RECORDS FOR THIS EXERCISE:
------------------------------------------------------------
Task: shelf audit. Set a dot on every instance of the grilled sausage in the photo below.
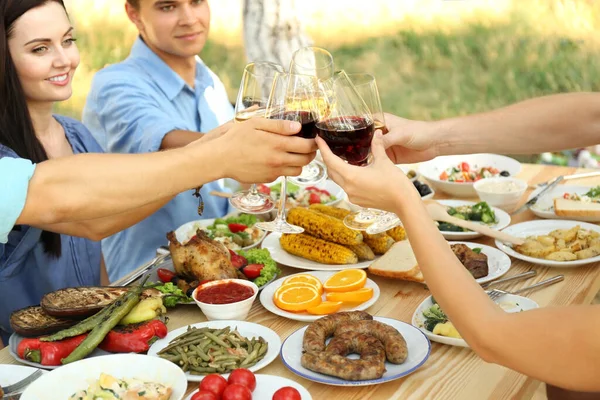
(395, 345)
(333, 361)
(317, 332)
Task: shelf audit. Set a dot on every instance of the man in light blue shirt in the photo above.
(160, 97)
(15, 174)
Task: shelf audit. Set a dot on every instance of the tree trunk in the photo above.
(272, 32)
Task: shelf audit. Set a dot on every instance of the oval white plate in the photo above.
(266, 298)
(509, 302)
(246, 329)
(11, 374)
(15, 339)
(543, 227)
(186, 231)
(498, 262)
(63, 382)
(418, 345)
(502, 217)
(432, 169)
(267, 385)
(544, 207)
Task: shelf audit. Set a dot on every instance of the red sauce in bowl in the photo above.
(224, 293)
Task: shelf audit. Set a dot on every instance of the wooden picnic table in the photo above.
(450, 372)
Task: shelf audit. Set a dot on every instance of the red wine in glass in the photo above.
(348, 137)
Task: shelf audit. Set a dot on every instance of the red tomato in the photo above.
------------------------------------------------------------
WRITTEN EXERCISE: Without including any pictures, print each record exactly.

EXERCISE RESULT:
Task: shelf audit. Set a dot on every instance of the grilled sausage in the photo below.
(395, 345)
(333, 361)
(317, 332)
Task: shelf audit. Set a dot on every instance of the man in light blue shirt in the photo above.
(160, 97)
(15, 174)
Task: shelf audit. Set a dot on every instance of the tree trunk in the photo above.
(272, 32)
Task: shelf audit. Set a dot on every instance of the oval white plate in the photo above.
(266, 298)
(509, 302)
(246, 329)
(11, 374)
(15, 339)
(543, 227)
(186, 231)
(498, 262)
(63, 382)
(418, 345)
(502, 217)
(432, 169)
(267, 385)
(544, 207)
Task: shelf audit. Set a dot on every instance of the red sauce in bowl in the photo above.
(224, 293)
Task: shelf audit. Set a dot on every instance of the wooden picnic table in the photo above.
(450, 372)
Task: shelf audit. Set a dot on every instance of the red wine in glass in the photo above.
(348, 137)
Task: shelf audit. Set a dot on every instance of the red tomato in the photo above.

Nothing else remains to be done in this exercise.